Exercise brief: The expected output is exactly the lines below, starting at the line with "One marker per instance of the flower petal" and ending at the line with "One marker per instance of the yellow", both included; no other line belongs in it.

Task input:
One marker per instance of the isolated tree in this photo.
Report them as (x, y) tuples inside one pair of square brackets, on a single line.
==
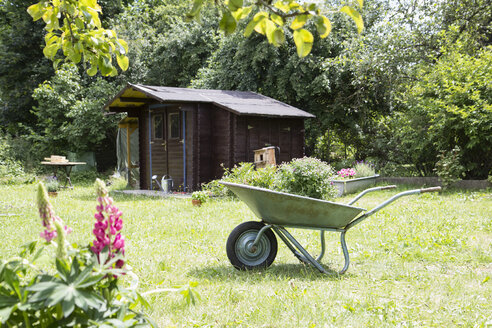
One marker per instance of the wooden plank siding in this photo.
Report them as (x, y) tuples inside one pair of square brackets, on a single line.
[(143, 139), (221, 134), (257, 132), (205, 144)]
---
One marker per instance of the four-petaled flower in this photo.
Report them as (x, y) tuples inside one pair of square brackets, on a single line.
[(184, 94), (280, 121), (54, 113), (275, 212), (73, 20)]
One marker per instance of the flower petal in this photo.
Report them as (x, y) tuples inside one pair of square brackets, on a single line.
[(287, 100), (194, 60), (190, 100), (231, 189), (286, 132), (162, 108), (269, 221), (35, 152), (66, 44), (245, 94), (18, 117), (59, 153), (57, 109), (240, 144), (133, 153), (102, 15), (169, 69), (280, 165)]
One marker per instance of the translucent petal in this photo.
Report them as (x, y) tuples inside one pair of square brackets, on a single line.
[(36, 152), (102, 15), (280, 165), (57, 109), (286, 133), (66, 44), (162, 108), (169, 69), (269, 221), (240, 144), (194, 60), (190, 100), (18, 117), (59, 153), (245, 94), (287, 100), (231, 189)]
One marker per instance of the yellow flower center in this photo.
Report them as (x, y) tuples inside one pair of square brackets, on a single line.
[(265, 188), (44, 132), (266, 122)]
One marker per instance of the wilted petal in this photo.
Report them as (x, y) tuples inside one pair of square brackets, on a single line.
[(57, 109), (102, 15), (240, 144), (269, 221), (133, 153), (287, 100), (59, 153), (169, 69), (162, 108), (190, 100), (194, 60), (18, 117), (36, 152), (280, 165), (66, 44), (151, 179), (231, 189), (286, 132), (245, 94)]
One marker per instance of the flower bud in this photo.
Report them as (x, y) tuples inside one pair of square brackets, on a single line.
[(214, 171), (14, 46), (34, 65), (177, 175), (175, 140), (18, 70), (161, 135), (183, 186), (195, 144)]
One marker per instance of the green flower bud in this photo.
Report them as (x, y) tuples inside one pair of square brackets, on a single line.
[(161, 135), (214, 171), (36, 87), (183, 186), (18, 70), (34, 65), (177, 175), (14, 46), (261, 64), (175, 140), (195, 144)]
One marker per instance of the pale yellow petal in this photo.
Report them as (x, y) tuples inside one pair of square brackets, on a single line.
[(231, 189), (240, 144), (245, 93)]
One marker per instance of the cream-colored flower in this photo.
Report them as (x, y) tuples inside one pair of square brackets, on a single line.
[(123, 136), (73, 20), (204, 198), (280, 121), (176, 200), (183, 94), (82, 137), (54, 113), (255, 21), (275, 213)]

Written response:
One marker per instance of the flower petal in this photo.
Report them as (x, y) tuples inside one pair of square brackets, on a single line.
[(287, 100), (194, 60), (190, 100), (231, 189), (286, 132), (162, 108), (269, 221), (35, 152), (66, 44), (245, 94), (18, 117), (59, 153), (57, 109), (240, 144), (133, 153), (102, 15), (169, 69), (280, 165)]
One marker per instance of the translucent petal in this photo.
Report them as (x, y) tuples inside one pair of square brackets, on a single line.
[(36, 152), (102, 15), (280, 165), (57, 109), (286, 133), (66, 44), (162, 108), (169, 69), (269, 221), (240, 144), (194, 60), (190, 100), (18, 117), (59, 153), (245, 94), (287, 100), (231, 189)]
One marker per instance of the yellow flower center in this photo.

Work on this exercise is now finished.